**TEXT BLOCK**
^^^^^^^^

GENEVA (Reuters) - China and its fast-growing Asian neighbours helped power a 4.7 percent rise in worldwide patent filings in 2005, the World Intellectual Property Organisation (WIPO) said on Friday.

In a report, the U.N. agency said there were 600,000 patents granted in 2005, the last period for which complete figures were available. The vast majority went to Japan, the United States, China, South Korea and Europe.

While applicants from Japan and the United States owned 49 percent of the 5.6 million patents in force in 2005, more and more developing nations are seeking legal protection for their innovations, WIPO Deputy Director General Francis Gurry said.

India, however, has not similarly boosted its participation in the patent system. Applications from Indian residents fell 8 percent in 2005, from 2004, a period when Chinese filings rose 42 percent, Indonesian filings rose 17 percent and South Korean filings rose 16 percent, according to the WIPO figures.

Gurry said India's technological scene had not translated into a jump in patents, but a drive to open new patent offices should trigger an increase in filings in five years.

China's patent applications rose more than eightfold between 1995 and 2005, while South Korea more than doubled its number.

"Northeast Asia has become a major force technologically. We have seen explosive growth out of the Republic of Korea and China," Gurry told journalists in Geneva.

He said the new figures showed fast growth in filings in electricity and electronics, as well as telecommunications, pharmaceuticals, cosmetics and medical technology.

"It is a measure of the increased knowledge basis of the economy," Gurry said, noting the proliferation of patent filings was expected to continue its upswing in coming years.

Intellectual property rights violations spanning a range of industries, including music, movies and fashion, have been a major source of friction between China and its trade partners, especially the United States and Europe.

U.S. software and entertainment firms have estimated Chinese counterfeits cost them $2.2 billion in sales last year and Washington has filed a pair of piracy complaints against China at the World Trade Organisation.

But the WIPO report suggested China and other emerging Asian powers like Indonesia were increasingly engaged in intellectual property, reflecting what Gurry called a "significant shift in the geography of innovation" away from developed economies.

The agency is also working to develop a multilingual search engine in response to a recent surge in applications filed in Japanese, Korean and Chinese. That search engine should be unveiled by the end of the year, Gurry said.

^^^^^^^^

**WORK TO BE COMPLETED**
From the article on worldwide patent filings, list each country whose filings are given a percentage change from 2004 to 2005, together with that change.

Stored records
^^^^^^^^

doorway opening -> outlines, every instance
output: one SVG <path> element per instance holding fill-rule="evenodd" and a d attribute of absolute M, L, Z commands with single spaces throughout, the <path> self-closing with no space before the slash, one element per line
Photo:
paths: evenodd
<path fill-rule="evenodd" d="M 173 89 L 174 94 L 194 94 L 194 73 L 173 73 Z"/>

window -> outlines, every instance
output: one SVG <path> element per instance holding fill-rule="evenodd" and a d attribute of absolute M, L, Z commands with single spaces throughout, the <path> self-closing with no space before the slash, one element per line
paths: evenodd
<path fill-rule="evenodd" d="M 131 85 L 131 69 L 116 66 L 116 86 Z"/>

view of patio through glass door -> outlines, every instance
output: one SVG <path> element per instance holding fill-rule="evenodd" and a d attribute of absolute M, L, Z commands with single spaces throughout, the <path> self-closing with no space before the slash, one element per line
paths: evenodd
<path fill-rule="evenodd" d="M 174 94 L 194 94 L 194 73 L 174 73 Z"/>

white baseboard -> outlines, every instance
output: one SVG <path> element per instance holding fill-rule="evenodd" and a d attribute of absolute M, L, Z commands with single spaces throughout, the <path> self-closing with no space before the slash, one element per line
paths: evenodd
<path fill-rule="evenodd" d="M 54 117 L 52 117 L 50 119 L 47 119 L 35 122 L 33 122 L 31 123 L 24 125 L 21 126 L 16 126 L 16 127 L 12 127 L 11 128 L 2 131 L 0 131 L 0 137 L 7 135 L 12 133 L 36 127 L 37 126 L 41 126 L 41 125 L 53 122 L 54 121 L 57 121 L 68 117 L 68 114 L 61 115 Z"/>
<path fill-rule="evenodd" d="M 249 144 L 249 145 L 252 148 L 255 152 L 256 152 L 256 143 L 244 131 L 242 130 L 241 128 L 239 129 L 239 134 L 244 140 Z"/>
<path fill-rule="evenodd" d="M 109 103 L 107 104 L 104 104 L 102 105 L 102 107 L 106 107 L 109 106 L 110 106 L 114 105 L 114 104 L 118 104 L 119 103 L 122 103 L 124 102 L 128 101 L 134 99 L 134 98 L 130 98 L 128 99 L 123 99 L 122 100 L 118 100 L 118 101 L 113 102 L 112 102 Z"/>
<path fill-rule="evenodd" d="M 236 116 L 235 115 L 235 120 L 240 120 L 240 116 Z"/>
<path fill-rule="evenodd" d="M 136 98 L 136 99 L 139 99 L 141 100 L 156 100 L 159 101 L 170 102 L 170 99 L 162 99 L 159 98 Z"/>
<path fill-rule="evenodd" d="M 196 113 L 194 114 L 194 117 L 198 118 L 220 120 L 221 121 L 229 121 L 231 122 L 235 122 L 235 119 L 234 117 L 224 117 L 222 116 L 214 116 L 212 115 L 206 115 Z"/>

^^^^^^^^

**COMPLETED TASK**
- India: fell 8 percent
- China: rose 42 percent
- Indonesia: rose 17 percent
- South Korea: rose 16 percent